WORK INSTRUCTIONS -> Tally the lines in the records below that contain the string "foreground" and give only that count.

Segmentation dataset records
────────────────────────────────────────
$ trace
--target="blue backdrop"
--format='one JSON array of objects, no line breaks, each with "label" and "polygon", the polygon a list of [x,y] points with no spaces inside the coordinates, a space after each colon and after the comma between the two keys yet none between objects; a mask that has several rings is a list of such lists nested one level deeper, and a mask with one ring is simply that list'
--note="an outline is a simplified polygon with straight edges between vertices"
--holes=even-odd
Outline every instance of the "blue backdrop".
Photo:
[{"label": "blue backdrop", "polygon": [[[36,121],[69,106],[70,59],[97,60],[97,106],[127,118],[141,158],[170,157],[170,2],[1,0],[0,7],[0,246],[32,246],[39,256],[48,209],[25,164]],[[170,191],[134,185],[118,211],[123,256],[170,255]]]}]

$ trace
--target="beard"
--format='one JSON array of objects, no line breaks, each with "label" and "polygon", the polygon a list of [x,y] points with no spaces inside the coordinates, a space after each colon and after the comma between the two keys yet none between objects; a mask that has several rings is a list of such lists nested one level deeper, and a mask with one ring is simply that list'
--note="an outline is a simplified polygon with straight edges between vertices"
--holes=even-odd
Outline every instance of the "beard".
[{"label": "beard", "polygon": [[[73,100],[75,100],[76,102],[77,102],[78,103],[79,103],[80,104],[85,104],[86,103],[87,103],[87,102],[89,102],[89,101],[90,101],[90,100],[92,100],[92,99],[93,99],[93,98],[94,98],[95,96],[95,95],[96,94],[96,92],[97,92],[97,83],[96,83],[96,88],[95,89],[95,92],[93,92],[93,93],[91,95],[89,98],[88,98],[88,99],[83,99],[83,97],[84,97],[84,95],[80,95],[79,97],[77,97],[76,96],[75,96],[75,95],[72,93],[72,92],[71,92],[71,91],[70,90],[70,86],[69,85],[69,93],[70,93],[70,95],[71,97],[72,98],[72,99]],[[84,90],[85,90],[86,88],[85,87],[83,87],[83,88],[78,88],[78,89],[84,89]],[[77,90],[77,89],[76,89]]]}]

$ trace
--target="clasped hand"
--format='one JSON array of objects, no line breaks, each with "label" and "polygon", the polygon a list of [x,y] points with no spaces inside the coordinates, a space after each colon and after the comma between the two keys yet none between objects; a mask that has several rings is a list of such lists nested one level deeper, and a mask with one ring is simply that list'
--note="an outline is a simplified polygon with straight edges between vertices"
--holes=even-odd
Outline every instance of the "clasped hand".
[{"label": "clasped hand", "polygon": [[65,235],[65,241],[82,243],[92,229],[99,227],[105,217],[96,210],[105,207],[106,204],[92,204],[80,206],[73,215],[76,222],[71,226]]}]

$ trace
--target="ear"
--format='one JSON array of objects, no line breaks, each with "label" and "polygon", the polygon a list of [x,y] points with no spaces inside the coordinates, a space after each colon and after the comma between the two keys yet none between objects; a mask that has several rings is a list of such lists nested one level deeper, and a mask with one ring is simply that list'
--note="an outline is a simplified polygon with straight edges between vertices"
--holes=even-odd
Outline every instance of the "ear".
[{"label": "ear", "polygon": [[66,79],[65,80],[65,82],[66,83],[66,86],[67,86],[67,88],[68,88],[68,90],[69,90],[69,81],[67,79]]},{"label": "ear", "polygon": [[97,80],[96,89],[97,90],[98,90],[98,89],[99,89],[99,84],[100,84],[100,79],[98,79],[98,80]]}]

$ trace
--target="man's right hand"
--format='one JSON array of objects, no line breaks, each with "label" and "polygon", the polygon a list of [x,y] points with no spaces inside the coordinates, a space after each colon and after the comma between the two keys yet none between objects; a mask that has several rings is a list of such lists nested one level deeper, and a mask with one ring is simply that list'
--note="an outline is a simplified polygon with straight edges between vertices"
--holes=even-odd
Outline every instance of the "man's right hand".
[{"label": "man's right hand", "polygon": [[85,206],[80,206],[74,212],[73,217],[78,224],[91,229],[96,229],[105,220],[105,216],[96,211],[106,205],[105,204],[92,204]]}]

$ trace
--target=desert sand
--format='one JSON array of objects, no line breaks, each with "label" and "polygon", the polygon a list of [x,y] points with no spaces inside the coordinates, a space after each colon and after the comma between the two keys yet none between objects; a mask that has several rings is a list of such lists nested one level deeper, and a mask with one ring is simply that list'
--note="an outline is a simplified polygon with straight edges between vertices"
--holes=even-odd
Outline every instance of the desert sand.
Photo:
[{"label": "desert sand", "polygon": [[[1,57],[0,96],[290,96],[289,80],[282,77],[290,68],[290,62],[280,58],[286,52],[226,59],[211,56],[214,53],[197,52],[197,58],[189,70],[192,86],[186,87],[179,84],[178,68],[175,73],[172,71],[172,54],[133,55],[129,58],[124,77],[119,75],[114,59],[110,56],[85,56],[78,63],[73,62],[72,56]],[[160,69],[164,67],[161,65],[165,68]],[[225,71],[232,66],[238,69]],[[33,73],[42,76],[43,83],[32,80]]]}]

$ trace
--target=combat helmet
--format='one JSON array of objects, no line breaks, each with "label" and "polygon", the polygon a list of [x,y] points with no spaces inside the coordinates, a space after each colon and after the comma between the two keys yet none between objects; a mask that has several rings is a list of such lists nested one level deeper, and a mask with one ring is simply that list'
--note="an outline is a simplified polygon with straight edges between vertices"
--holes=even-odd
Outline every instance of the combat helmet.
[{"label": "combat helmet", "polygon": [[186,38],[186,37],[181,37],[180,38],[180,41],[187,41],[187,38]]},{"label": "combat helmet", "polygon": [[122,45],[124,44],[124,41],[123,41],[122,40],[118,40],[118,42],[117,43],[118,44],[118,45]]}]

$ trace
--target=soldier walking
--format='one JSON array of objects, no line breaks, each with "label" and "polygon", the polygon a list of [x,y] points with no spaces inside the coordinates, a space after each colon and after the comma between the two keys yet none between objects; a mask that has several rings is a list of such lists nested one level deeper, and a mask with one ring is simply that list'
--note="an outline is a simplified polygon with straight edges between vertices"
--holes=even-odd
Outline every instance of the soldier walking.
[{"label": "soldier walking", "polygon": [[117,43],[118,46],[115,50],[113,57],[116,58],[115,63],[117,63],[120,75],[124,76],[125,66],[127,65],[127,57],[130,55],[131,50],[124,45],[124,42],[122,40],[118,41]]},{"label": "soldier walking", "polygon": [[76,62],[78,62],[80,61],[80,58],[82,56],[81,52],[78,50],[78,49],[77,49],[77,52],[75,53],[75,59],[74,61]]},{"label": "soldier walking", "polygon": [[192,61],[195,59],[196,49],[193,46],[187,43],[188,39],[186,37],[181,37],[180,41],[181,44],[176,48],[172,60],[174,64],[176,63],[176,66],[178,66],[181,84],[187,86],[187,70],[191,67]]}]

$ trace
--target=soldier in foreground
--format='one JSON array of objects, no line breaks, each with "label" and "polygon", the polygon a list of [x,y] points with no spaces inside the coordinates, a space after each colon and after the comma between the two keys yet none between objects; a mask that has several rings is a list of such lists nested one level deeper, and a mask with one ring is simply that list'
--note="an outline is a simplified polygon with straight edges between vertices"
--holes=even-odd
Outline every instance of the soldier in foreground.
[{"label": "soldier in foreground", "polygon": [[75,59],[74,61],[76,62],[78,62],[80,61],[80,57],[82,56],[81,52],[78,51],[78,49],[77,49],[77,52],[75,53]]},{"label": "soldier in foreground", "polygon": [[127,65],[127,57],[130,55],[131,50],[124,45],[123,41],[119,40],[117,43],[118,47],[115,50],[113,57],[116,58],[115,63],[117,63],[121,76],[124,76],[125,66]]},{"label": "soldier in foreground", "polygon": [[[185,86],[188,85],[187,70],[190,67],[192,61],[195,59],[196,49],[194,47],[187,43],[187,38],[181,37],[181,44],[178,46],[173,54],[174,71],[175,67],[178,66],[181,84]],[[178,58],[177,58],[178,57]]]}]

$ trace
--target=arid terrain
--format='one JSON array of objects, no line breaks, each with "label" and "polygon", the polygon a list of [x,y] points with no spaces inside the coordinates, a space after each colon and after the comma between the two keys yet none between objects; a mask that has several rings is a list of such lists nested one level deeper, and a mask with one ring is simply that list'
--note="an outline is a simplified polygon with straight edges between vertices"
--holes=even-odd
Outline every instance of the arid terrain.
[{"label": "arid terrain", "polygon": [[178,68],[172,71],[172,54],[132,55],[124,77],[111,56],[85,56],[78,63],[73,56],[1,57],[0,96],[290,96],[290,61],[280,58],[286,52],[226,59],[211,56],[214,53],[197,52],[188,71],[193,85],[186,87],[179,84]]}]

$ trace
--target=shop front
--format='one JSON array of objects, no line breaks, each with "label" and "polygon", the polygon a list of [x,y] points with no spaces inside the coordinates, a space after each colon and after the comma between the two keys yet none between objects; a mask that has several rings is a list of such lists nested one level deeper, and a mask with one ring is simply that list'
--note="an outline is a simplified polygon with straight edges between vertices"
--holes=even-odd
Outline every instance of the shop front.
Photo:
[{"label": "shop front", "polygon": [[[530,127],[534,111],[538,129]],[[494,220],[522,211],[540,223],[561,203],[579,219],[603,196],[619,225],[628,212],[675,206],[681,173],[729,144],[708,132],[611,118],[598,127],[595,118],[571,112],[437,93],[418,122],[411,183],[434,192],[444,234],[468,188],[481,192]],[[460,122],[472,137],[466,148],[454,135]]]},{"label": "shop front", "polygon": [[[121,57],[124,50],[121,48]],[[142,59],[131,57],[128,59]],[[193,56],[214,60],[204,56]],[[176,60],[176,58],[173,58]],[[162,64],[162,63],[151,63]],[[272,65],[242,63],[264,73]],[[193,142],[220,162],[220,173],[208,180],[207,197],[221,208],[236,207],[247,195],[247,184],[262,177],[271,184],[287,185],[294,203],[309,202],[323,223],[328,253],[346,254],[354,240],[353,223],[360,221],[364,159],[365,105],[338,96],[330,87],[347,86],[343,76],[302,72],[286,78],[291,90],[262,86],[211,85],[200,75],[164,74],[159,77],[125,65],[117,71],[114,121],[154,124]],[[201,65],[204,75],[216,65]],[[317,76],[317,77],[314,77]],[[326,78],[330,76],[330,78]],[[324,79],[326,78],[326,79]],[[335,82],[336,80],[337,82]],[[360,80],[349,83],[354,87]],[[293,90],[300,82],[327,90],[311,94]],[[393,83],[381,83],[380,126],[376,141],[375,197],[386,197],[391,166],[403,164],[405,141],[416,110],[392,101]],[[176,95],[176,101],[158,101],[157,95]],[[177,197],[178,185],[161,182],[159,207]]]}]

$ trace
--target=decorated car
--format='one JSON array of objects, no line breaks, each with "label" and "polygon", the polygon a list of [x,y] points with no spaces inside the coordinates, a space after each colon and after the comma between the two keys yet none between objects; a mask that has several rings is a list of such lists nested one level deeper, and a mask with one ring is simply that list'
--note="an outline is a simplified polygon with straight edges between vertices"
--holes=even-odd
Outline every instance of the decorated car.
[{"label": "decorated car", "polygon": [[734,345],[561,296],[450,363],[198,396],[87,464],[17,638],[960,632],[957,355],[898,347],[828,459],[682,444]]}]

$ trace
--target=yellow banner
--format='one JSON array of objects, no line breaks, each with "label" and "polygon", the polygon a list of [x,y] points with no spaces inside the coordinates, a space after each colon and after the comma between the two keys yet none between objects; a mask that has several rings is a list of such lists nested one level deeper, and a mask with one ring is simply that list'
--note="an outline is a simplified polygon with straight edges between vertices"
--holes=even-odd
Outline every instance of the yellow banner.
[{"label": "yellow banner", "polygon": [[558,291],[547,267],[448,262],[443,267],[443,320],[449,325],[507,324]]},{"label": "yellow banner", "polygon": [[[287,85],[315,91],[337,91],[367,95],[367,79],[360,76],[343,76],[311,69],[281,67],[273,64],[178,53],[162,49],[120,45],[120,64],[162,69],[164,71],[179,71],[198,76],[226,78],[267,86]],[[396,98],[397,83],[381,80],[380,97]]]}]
────────────────────────────────────────
TASK RESULT -> 3